### EXERCISE BRIEF
Would you extract the whole listing below and retype it exactly?
-- BEGIN MATERIAL FOR THIS EXERCISE --
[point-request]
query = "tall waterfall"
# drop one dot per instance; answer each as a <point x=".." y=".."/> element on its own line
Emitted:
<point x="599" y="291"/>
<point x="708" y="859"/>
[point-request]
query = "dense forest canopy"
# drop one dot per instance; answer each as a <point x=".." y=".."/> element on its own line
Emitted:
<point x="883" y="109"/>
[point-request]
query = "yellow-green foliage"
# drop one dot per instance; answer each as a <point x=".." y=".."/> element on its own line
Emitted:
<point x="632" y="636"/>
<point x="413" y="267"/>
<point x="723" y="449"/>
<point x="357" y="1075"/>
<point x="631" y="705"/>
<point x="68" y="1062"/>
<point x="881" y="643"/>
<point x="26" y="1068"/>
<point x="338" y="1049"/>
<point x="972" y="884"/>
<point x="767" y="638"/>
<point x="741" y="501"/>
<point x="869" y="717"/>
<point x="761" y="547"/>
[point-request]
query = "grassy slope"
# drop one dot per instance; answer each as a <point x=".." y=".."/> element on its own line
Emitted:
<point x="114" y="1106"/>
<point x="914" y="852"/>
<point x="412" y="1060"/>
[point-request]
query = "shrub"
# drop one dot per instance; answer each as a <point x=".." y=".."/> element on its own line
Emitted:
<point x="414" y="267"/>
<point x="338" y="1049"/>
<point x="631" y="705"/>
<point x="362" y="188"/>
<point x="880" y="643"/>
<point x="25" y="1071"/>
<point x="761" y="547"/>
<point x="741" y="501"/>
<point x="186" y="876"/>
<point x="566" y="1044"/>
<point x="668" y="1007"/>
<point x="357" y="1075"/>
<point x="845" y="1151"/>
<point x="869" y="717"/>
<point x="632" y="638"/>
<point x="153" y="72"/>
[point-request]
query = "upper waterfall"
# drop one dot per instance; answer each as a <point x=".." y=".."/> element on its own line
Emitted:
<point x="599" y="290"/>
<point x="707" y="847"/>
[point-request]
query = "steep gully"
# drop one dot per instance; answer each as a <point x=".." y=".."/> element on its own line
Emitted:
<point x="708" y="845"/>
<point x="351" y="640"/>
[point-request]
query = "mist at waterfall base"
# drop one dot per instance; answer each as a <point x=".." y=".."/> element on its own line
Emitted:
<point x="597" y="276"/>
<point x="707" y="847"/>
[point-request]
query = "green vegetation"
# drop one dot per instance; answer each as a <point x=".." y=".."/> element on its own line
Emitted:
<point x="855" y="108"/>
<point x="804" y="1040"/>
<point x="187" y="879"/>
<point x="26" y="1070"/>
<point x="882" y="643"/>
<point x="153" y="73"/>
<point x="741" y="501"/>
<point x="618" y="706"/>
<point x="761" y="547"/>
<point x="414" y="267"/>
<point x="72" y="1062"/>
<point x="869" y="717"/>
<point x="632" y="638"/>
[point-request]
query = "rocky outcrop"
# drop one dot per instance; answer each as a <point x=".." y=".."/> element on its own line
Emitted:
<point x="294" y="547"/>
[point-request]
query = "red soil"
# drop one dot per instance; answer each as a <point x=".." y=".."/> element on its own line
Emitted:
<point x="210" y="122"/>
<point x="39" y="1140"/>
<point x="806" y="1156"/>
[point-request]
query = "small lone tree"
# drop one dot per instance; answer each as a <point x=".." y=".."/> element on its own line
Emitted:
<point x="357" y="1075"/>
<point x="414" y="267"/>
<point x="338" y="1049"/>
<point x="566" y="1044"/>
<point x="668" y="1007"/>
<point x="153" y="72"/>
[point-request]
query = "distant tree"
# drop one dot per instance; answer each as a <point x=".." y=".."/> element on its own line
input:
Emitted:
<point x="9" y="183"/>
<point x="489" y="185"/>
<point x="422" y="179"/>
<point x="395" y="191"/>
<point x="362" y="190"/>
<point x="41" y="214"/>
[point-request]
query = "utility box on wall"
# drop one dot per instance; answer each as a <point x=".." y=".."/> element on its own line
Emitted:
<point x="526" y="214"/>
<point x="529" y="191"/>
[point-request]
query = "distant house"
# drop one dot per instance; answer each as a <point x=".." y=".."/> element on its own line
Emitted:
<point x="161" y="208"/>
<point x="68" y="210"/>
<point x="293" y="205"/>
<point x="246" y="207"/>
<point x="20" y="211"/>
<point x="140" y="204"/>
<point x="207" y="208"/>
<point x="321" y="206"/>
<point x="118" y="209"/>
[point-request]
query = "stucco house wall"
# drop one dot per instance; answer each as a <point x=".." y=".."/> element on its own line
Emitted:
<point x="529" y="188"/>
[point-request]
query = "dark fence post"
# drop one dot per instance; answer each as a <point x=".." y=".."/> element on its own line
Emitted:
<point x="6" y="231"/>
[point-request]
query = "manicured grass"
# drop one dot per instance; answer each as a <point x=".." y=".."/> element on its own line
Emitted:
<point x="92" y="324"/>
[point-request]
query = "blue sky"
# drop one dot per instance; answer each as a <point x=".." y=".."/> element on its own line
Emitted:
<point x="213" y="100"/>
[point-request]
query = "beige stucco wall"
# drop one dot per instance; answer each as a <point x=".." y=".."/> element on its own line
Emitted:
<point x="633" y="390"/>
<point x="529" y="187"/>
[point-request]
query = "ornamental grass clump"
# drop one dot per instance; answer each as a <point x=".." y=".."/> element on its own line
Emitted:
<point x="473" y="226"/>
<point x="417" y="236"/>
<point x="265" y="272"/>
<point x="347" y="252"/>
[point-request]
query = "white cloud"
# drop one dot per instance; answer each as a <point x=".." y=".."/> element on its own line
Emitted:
-- END MATERIAL FOR THIS EXERCISE --
### ANSWER FOR THIS EXERCISE
[point-request]
query = "tall waterfall"
# drop one dot per instance; answer each as a <point x=".." y=".."/> element on its own line
Emitted:
<point x="599" y="291"/>
<point x="708" y="859"/>
[point-request]
query = "dense forest canopy"
# drop one dot per instance; answer each as a <point x=".." y=".."/> element on its own line
Emitted:
<point x="883" y="109"/>
[point-request]
query = "yellow-green foliage"
# drop one dot per instance; answer each as a <point x=".." y=".."/> element on its own line
Emitted:
<point x="632" y="636"/>
<point x="413" y="267"/>
<point x="723" y="449"/>
<point x="357" y="1075"/>
<point x="631" y="705"/>
<point x="68" y="1062"/>
<point x="881" y="643"/>
<point x="26" y="1068"/>
<point x="338" y="1049"/>
<point x="972" y="884"/>
<point x="767" y="638"/>
<point x="741" y="501"/>
<point x="869" y="717"/>
<point x="761" y="547"/>
[point-request]
query = "grassy slope"
# drop one dot per instance; answer each as a <point x=".." y=".."/> element on its own line
Emitted:
<point x="114" y="1106"/>
<point x="914" y="852"/>
<point x="412" y="1060"/>
[point-request]
query = "shrub"
# drop one dot per instance; answer each as a <point x=".." y=".."/> element on its own line
Emitted:
<point x="414" y="267"/>
<point x="338" y="1049"/>
<point x="631" y="705"/>
<point x="362" y="188"/>
<point x="880" y="643"/>
<point x="25" y="1071"/>
<point x="761" y="547"/>
<point x="741" y="501"/>
<point x="186" y="876"/>
<point x="566" y="1044"/>
<point x="668" y="1007"/>
<point x="357" y="1075"/>
<point x="845" y="1151"/>
<point x="869" y="717"/>
<point x="632" y="638"/>
<point x="153" y="72"/>
[point-request]
query = "upper waterfall"
# drop one dot per instance; answer each as a <point x=".." y=".."/> element on its own line
Emitted:
<point x="599" y="290"/>
<point x="707" y="847"/>
[point-request]
query = "steep gully"
# drop one dot per instance; answer each as a <point x=".." y=".."/> element on its own line
Emitted:
<point x="708" y="845"/>
<point x="351" y="640"/>
[point-request]
query = "mist at waterfall base"
# drop one dot per instance; answer each as a <point x=".." y=".."/> element on its own line
Emitted:
<point x="597" y="276"/>
<point x="707" y="847"/>
[point-request]
query = "green vegetation"
# drop one dot per instance; answer each as a <point x=".." y=".."/> element on its own line
Emitted:
<point x="855" y="108"/>
<point x="804" y="1040"/>
<point x="187" y="879"/>
<point x="26" y="1070"/>
<point x="882" y="643"/>
<point x="153" y="73"/>
<point x="741" y="501"/>
<point x="618" y="706"/>
<point x="761" y="547"/>
<point x="414" y="267"/>
<point x="72" y="1062"/>
<point x="869" y="717"/>
<point x="632" y="638"/>
[point-request]
query = "rocky outcrop"
# drop one dot per instance; answer each as a <point x=".." y=".."/> element on its own line
Emitted:
<point x="294" y="547"/>
[point-request]
query = "red soil"
# drop one dot per instance; answer each as a <point x=".." y=".."/> element on its own line
Emitted:
<point x="210" y="122"/>
<point x="39" y="1140"/>
<point x="806" y="1156"/>
[point-request]
query = "small lone tree"
# drop one dot per instance; answer each as a <point x=".." y=".."/> element on its own line
Emitted:
<point x="357" y="1075"/>
<point x="414" y="267"/>
<point x="338" y="1049"/>
<point x="566" y="1044"/>
<point x="668" y="1007"/>
<point x="153" y="72"/>
[point-request]
query = "distant tree"
# drop one dot per instance; answer each as a <point x=".." y=".."/> element on its own line
input:
Emitted:
<point x="9" y="183"/>
<point x="489" y="185"/>
<point x="422" y="179"/>
<point x="395" y="191"/>
<point x="362" y="190"/>
<point x="41" y="214"/>
[point-request]
query = "utility box on wall"
# drop one dot per instance; answer each as a <point x=".." y=".."/> element on its own line
Emitted:
<point x="526" y="214"/>
<point x="529" y="191"/>
[point-request]
query = "distant house"
# drop one dot per instance; answer each as a <point x=".." y=".."/> element on its own line
Emitted:
<point x="161" y="208"/>
<point x="68" y="210"/>
<point x="293" y="205"/>
<point x="246" y="207"/>
<point x="20" y="211"/>
<point x="140" y="204"/>
<point x="207" y="208"/>
<point x="321" y="206"/>
<point x="118" y="209"/>
[point-request]
query = "stucco house wall"
# drop one dot per instance; answer each as a <point x=".." y=".."/> element on its own line
Emitted:
<point x="529" y="188"/>
[point-request]
query = "dark fence post"
# drop one dot per instance; answer each as a <point x=".." y=".."/> element on its own line
Emitted:
<point x="6" y="231"/>
[point-request]
query = "manicured grass"
# drop one dot per instance; answer each as a <point x=".." y=".."/> element on its own line
Emitted:
<point x="92" y="324"/>
[point-request]
query = "blue sky"
# drop one dot per instance; answer each as a <point x=".." y=".."/> element on its own line
Emitted:
<point x="213" y="100"/>
[point-request]
query = "beige stucco wall"
# drop one dot per instance; answer each as a <point x=".." y=".."/> element on its own line
Emitted:
<point x="633" y="390"/>
<point x="529" y="187"/>
[point-request]
query = "ornamental grass clump"
# drop one dot per instance; answer each as a <point x=".." y=".."/> element on its own line
Emitted:
<point x="473" y="226"/>
<point x="417" y="236"/>
<point x="265" y="272"/>
<point x="347" y="252"/>
[point-request]
query = "white cloud"
# drop one dot per instance; answer each as a <point x=".." y=".."/> element on its own line
Emitted:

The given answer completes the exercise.